**Instructions for the task:** Rewrite the records below, beginning at the line that contains "In the interface pictured, locate the red football jersey" and continuing through the last line of the records. Keep every line's wording unchanged, but shift each bounding-box coordinate up by 113.

───── Material supplied

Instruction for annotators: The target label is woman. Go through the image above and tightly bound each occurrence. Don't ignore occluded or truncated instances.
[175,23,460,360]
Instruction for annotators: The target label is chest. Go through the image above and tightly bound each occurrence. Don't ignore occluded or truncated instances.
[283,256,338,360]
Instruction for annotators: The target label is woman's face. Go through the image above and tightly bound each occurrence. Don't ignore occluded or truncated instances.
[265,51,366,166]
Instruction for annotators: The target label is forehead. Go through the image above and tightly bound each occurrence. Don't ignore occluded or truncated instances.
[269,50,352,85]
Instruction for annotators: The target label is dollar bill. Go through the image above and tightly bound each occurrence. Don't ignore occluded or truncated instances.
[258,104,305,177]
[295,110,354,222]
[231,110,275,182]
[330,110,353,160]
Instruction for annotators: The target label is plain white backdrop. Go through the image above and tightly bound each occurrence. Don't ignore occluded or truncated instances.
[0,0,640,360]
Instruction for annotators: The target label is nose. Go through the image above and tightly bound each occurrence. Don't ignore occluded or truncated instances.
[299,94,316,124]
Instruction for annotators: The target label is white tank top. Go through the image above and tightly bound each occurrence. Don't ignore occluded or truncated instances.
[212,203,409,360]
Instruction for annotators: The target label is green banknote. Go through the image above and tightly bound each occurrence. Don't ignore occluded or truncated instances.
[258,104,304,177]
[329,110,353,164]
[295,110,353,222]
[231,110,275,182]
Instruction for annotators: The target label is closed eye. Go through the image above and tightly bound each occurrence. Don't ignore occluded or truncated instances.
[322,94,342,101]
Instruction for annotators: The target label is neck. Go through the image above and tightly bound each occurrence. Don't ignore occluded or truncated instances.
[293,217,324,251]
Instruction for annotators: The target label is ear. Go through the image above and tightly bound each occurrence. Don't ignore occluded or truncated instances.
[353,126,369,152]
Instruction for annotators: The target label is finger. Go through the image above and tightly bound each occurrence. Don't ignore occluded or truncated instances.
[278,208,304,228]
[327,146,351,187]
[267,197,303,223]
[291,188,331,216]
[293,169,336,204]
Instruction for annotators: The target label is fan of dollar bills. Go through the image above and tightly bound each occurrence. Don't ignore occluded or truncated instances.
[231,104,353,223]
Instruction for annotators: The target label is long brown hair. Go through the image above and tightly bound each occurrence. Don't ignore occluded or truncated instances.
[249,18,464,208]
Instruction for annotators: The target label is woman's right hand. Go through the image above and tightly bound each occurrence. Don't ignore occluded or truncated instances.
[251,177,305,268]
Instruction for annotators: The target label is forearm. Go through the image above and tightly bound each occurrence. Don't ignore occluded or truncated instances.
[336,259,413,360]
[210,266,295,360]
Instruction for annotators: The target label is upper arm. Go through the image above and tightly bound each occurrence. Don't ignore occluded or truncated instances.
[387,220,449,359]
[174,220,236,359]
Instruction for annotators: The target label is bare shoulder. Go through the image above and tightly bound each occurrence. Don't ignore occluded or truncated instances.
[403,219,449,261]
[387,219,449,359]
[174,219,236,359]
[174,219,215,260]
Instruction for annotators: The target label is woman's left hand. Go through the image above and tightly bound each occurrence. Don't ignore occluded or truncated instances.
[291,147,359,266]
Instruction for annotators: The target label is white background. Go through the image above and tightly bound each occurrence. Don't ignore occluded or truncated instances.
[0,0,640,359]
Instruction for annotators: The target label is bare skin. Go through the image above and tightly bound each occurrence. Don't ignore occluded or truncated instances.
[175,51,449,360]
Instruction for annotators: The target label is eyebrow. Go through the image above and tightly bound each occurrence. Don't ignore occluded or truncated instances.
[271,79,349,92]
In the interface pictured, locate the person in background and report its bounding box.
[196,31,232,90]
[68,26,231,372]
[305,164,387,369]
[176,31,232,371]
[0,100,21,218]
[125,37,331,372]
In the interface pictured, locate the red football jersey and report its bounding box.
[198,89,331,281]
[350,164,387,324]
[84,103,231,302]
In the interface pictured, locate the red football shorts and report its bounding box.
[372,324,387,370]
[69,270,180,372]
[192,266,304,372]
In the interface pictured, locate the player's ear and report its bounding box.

──────────

**Exercise response:**
In the interface pictured, locate the red football jersey and report its bounding box.
[311,202,444,394]
[463,277,500,437]
[197,216,344,415]
In the interface pictured, locate the red football shorts and report its bounding box.
[485,437,500,483]
[182,383,293,485]
[305,379,417,485]
In the interface pictured, locate the player's ear and report its bounding box.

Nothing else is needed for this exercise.